◆ **Set of tasks**
(A) Answer these questions from the interview:
(i) On what date was the interview conducted?
(ii) For which two faculties does the International Office handle recognition of credentials?
(iii) How many double degrees does Petra Weber say are currently in place?
(B) Translate this sentence from the interview into Spanish: "We have a benchmarking with some of the really big institutions, for example Dresden and Vienna."
(C) Reproduce the part of the interview that opens with the words containing "This interview was" and closes with "about your department?".

-- start Page --

This interview was conducted on November 3, 2014 in the International Office of the European University Viadrina in Frankfurt (Oder), Germany, on the border with Slubice, Poland. In this interview, Ms. Weber discusses the role of the International Office in Viadrina’s internationalization. She also provides insight into the recent history of the community, the ERASMUS program, practical aspects of European de-bordering and university administration, and the evolving mission of the Viadrina. This interview has been edited for readability.
J. Aaron Waggoner: Ms. Petra Weber, could you please start by telling me a little bit about your department?
Petra Weber: I think the setup of the International Office of the Viadrina is a bit unusual, because it has areas which are not commonly placed within international offices in Germany. Our standard, our call word, is really the exchange programs. We also have responsibilities like international offices in the states do, for example, for recruitment of international students, but also advising and taking care of incoming degree-seeking students. We are also working in the area of recognition of credentials for two faculties of the Viadrina, Business Administration and Cultural Sciences. Then we have a number of projects, which could be partly research, but sometimes are also structural projects. For example, we are dealing with projects towards double degree programs with the faculties where sometimes we can negotiate the whole project on our own. Basically, for the Business faculty we have that responsibility, which is quite unusual, but we do the same thing for all faculties in terms of the advising for the logistics and sometimes also about the setup of the programs… We have at the moment, I think, nineteen double degrees in place, which is a very high number, also in comparison to some other larger universities in Germany. We have a benchmarking with some of the really big institutions, for example Dresden and Vienna. And Vienna has not nearly the number of double degrees we have.
Waggoner: I also imagine that for a university this size the number of international students is pretty impressive.

-- end Page --
-- start Supplied data --

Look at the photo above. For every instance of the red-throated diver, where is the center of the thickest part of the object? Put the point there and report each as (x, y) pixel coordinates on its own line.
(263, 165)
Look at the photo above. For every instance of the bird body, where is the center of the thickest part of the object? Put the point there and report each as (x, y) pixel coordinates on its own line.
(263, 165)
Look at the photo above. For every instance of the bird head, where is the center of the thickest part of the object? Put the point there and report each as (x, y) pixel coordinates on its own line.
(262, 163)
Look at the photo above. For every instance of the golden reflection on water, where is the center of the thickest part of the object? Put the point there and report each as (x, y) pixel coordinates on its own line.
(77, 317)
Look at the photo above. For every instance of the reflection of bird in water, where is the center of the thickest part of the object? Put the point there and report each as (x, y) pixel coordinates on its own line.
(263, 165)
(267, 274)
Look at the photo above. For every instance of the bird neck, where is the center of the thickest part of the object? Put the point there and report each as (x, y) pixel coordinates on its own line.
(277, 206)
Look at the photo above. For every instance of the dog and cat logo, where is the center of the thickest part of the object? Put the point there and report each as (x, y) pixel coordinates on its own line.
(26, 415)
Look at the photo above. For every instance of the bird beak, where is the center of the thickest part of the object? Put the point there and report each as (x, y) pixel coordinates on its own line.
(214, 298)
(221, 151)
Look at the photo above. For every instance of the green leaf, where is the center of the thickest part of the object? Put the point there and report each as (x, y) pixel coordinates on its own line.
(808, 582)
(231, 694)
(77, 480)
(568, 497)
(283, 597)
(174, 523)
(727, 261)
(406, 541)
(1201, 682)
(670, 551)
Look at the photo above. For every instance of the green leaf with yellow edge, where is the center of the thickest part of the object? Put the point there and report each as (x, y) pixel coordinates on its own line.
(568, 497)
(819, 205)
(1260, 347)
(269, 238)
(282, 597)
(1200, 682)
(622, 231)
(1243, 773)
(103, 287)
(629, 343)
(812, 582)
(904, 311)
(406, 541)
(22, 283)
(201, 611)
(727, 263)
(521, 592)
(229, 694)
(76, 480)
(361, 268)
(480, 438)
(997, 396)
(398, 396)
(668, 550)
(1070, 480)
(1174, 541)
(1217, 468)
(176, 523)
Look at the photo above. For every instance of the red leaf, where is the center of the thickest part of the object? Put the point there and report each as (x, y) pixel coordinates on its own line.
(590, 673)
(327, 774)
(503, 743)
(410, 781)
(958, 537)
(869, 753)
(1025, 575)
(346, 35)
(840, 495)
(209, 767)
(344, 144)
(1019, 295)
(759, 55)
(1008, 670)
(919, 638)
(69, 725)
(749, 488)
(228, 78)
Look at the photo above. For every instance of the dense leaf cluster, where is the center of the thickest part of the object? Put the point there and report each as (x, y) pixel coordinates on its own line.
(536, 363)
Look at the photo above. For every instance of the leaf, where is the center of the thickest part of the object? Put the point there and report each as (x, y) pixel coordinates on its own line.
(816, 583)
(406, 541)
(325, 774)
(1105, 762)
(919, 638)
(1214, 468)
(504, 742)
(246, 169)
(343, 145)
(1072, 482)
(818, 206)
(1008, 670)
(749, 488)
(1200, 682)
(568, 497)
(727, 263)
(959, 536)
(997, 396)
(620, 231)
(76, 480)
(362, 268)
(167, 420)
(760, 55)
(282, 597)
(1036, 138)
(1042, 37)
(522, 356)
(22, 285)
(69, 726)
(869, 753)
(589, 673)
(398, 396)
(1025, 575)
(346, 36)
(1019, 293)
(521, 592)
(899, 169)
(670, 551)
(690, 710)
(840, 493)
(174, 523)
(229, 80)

-- end Supplied data --

◆ **Solutions to each task**
(A)
(i) November 3, 2014
(ii) Business Administration and Cultural Sciences
(iii) Nineteen

(B) Tenemos una evaluación comparativa con algunas de las instituciones realmente grandes, por ejemplo Dresde y Viena.

(C)
This interview was conducted on November 3, 2014 in the International Office of the European University Viadrina in Frankfurt (Oder), Germany, on the border with Slubice, Poland. In this interview, Ms. Weber discusses the role of the International Office in Viadrina’s internationalization. She also provides insight into the recent history of the community, the ERASMUS program, practical aspects of European de-bordering and university administration, and the evolving mission of the Viadrina. This interview has been edited for readability.
J. Aaron Waggoner: Ms. Petra Weber, could you please start by telling me a little bit about your department?